*WHAT TO DO*
Continue the biography of actor Roy Glenn from the point where it stops.

── EXCERPTED PASSAGE ──

Roy Edwin Glenn, Sr. (June 3, 1914 – March 12, 1971) was an American character actor.

Early life 
Glenn was born in Pittsburg, Kansas on June 3, 1914.

Career
In 1949, Glenn's radio career started in Rocky Jordan – The Adventures of Rocky Jordan The Man With No Name.

Glenn's career spanned five decades, beginning in radio with The Amos 'n' Andy Show and The Jack Benny Show. He made numerous appearances from the dawn of television (including many authoritative roles on The Amos 'n' Andy Show, 1951–53) until 1970.

His first film appearance was in Kelly the Second (1936), followed by Dark Manhattan (1937). His other film credits include The Jackie Robinson Story (1950), Carmen Jones (1954), Porgy and Bess (1959), The Sound and the Fury (1959), A Raisin in the Sun (1961), with Sidney Poitier, Ruby Dee and Claudia McNeil, and a memorable turn as Mr. Prentice (the father of Poitier's character) in the 1967 film Guess Who's Coming to Dinner. Roy Glenn's last big screen appearance was in Support Your Local Gunfighter (1971).

Personal life 
Glenn's wife was Pauline "Lilla" (née Fractious). They have three children, Roy Glenn Jr., Darryl Ward Glenn, and Renatta Darlene Glenn.

Glenn died from a heart attack brought on by cardiovascular disease in Los Angeles, California on March 12, 1971, at the age of 56.

Filmography 

 Kelly the Second (1936) as Fight Spectator (uncredited)
 Dark Manhattan (1937) as Harry Patton (uncredited)
 Uncle Tom's Bungalow (1937) as Uncle Tom (voice, uncredited)
 Slave Ship (1937) as Slave in Ship's Hold (uncredited)
 Life Begins in College (1937) as Singing Porter (uncredited)
 Song of the South (1946) as Br'er Frog (voice, uncredited)
 Half-Pint Pygmy as Pygmy (voice, uncredited)

───
── RECORDS ──

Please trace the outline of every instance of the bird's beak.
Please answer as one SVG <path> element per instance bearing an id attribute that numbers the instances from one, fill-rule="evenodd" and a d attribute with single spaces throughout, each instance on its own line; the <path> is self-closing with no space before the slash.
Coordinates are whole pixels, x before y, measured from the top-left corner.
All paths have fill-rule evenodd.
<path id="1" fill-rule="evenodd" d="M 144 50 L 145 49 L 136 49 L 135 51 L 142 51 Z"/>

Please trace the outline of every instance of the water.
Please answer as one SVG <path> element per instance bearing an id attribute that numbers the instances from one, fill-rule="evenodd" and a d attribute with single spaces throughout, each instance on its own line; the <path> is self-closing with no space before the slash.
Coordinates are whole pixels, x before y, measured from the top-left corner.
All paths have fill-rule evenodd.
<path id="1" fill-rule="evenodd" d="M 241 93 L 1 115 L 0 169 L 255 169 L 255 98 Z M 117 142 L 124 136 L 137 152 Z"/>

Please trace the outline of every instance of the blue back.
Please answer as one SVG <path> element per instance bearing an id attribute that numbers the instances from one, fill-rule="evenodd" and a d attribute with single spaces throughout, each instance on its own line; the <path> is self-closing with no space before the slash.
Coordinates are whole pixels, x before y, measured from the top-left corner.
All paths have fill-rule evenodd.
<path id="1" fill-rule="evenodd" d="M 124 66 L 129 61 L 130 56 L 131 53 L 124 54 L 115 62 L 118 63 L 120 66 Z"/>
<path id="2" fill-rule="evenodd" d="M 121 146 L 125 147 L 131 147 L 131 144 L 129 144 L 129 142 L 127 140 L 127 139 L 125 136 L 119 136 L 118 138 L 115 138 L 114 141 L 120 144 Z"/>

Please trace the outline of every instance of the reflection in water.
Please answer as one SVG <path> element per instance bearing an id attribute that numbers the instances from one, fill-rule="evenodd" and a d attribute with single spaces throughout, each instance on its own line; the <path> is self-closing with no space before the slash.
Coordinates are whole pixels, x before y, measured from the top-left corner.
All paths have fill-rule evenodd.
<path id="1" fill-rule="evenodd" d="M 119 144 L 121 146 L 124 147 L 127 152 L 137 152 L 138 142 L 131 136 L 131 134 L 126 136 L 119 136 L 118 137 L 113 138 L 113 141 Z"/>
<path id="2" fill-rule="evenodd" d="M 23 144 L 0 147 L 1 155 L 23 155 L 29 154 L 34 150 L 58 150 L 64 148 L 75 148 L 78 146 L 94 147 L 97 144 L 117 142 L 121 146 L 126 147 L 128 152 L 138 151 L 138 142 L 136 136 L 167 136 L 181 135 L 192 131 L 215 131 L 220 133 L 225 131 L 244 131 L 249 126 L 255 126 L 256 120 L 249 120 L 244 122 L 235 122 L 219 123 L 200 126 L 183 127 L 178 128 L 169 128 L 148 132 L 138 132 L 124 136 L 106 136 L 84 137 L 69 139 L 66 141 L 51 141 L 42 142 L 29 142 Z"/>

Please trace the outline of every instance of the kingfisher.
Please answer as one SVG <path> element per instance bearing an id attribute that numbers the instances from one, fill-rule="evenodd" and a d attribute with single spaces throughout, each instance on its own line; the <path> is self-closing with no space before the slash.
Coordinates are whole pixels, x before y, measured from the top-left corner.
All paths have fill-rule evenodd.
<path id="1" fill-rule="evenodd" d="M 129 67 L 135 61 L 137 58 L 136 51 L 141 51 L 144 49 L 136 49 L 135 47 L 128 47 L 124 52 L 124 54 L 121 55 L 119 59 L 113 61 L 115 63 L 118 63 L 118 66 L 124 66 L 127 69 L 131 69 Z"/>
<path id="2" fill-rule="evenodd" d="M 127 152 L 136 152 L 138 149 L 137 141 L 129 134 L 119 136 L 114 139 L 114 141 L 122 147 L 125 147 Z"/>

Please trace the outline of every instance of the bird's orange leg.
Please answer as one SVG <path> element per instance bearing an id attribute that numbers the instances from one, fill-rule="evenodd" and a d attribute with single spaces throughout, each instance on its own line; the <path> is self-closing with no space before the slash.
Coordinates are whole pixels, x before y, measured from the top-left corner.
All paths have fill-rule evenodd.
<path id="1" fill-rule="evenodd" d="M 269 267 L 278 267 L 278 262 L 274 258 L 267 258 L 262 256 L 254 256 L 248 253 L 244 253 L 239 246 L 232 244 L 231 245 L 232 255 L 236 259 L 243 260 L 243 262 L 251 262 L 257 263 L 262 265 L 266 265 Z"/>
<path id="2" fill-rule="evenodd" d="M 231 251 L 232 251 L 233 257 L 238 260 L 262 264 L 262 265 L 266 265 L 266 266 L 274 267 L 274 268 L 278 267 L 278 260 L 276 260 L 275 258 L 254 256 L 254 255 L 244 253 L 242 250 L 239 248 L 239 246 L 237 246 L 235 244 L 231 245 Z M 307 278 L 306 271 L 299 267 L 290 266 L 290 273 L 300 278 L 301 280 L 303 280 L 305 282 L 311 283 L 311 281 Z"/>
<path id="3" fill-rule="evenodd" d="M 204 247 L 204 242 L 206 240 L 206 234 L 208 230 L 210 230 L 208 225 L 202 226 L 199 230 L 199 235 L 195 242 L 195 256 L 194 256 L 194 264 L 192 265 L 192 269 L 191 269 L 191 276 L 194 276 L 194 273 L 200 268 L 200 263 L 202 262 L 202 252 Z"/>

───

*YOUR RESPONSE*
 The Jackie Robinson Story (1950) as Mr. Gaines, Attorney (uncredited)
 Chicago Calling (1951) as Shoeshine Man (uncredited)
 Lydia Bailey (1952) as Mirabeau
 Affair in Trinidad (1952) as Fisherman (uncredited)
 The Lusty Men (1952) as Cook (uncredited)
 Bomba and the Jungle Girl (1952) as Kaje
 Jungle Drums of Africa (1953) as Naganto, Witch Doctor
 Perils of the Jungle (1953) as Korjah
 So This Is Love (1953) as Man in Negro Congregation (uncredited)
 The Royal African Rifles (1953) as Cpl. John
 The Golden Idol (1954) as Gomo
 Riot in Cell Block 11 (1954) as Guard Delmar
 The Long Wait (1954) as Parking Attendant (uncredited)
 The Raid (1954) as Emmanuel, Mrs. Bishop's Butler (uncredited)
 Killer Leopard (1954) as Daniel
 Jungle Gents (1954) as Omotowa (uncredited)
 Carmen Jones (1954) as Rum Daniels
 Panther Girl of the Kongo (1955, Serial) as Danka
 A Man Called Peter (1955) as The Laborer (uncredited)
 Time Table (1956) as Train Porter (uncredited)
 The Man in the Gray Flannel Suit (1956) as Sgt. Matthews (uncredited)
 Written on the Wind (1956) as Sam
 Three Brave Men (1956) as Charley, Plant Security Guard (uncredited)
 Edge of the City (1957) as Stevedore (uncredited)
 The Green-Eyed Blonde (1957) as Mr. Budlong (uncredited)
 St. Louis Blues (1958) as Bull Neck (uncredited)
 Tarzan's Fight for Life (1958) as Native Chief (uncredited)
 Voice in the Mirror (1958) as Janitor at Flophouse (uncredited)
 The Sound and the Fury (1959) as Job
 Porgy and Bess (1959) as Frazier
 Take a Giant Step (1959) as Minister at Gram's Funeral (uncredited)
 The Adventures of Huckleberry Finn (1960) as Drayman (uncredited)
 A Raisin in the Sun (1961) as Willie Harris
 Sweet Bird of Youth (1962) as Charles (uncredited)
 Where Love Has Gone (1964) as Valerie's Servant (uncredited)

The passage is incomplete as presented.